▸ **Text passage**
BEGIN
Brian and Glenda Armstrong purchased through their agent, David Nipp, a Farmers Insurance Company of Idaho homeowners insurance policy. The Armstrongs claimed that they asked Nipp prior to purchasing the insurance if they would be covered for their swimming pool, and that Nipp told them they would be covered. Nipp denied that this conversation took place.

In July 2003, the Armstrongs’ above-ground swimming pool collapsed and water, mud, and debris flooded their finished basement. No piping or plumbing connected the pool to the house. The Armstrongs filed a claim under their homeowners policy. Farmers denied the claim, stating that the policy excluded losses to property caused by “water damage.” The Armstrongs filed a lawsuit against Farmers alleging various causes of action. The lower court found in favor of Farmers; the Armstrongs appealed.

The policy defined “water damage,” in part, as “overflow or escape of a body of water.” An exception to the water damage exclusion provided: “We insure for accidental direct physical loss to property . . . but only if caused by . . . [s]udden and accidental discharge or overflow of water . . . from within a household appliance.” The policy did not define the term “household appliance.” The lower court had found that the term “household appliance” was neither ambiguous nor commonly understood to include within its meaning the Armstrongs’ above-ground swimming pool. It therefore found that the exclusion exception did not apply.
END
▸ **Prompt**
Continue the account of the Armstrongs' insurance dispute with Farmers from the point where it stops.

▸ **Items**
BEGIN
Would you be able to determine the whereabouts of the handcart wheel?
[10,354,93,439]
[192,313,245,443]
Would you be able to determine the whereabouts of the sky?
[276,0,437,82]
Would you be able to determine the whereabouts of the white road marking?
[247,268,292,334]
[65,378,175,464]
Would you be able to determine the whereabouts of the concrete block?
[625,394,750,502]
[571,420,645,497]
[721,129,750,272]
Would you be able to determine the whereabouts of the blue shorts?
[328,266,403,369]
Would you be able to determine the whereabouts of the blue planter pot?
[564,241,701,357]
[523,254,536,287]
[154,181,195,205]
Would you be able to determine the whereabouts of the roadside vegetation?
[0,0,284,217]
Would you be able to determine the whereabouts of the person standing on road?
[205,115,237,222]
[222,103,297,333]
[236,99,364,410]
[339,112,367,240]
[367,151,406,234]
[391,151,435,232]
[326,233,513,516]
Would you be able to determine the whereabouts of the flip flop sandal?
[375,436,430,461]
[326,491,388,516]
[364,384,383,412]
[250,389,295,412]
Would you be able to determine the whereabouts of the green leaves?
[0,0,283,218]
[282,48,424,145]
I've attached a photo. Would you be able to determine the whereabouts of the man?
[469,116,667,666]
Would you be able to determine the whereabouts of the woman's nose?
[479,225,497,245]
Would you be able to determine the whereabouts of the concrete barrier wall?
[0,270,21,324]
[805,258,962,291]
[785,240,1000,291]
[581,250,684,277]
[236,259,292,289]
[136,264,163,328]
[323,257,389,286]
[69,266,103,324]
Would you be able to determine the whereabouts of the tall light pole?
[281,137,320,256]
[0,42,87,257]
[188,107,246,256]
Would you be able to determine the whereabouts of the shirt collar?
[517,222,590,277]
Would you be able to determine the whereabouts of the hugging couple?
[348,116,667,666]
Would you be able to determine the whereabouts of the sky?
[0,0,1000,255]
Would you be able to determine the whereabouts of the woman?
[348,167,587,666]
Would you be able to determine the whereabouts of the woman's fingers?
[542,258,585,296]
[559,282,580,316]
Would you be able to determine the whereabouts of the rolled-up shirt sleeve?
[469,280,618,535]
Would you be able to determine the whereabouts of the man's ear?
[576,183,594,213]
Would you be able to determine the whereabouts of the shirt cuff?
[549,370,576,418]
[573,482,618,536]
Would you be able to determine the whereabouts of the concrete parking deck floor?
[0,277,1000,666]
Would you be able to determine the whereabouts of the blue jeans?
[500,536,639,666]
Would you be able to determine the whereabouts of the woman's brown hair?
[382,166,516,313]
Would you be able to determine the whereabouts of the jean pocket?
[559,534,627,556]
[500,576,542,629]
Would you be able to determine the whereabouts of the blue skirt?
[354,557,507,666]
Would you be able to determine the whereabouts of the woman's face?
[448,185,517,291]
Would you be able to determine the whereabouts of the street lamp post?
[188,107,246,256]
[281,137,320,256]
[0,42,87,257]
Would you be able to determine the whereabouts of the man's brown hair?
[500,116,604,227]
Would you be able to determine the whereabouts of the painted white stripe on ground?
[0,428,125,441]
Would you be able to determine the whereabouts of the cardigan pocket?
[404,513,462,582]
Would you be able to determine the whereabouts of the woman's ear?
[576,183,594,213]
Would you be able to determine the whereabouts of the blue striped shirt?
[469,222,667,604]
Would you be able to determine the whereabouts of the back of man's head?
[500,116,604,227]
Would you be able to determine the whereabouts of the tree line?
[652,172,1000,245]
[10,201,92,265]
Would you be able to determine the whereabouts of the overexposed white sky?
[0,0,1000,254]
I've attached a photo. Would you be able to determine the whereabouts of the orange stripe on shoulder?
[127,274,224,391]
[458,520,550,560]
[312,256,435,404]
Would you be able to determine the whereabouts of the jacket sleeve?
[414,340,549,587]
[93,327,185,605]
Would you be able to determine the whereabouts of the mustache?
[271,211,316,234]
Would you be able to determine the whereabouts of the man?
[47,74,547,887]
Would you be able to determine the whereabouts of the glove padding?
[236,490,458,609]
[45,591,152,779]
END
▸ **Answer for the task**
On appeal, the Armstrongs argued that the term “household appliance” unambiguously included within its meaning an above-ground swimming pool, and that even if the term “household appliance” was found to be ambiguous, a reasonable person would understand it to include within its meaning an above-ground swimming pool. The Supreme Court of Idaho disagreed. In reaching its decision, the court analyzed various dictionary definitions of “household appliance” and noted that “household appliance”…“as used in everyday life refers to devices such as toasters, electric can openers, food processors, et cetera.” The court noted that all of these items are used to perform a “specific active function” such as “toasting, cutting, and chopping.”

The Armstrongs argued that the pool had a “specific function” of aquatic exercise and recreation and that it therefore fit within the dictionary definition of “appliance.” The court commended them for their creative argument but did not find it convincing. The court concluded that a pool is unambiguously not within the meaning of the term “household appliance” because it does not perform a “specific active function” like the other items it listed. Because the swimming pool was not considered to be a “household appliance,” the exception to the water damage exclusion did not apply. Therefore there was no coverage under the policy.

The decision of the lower court in favor of the insurer was affirmed.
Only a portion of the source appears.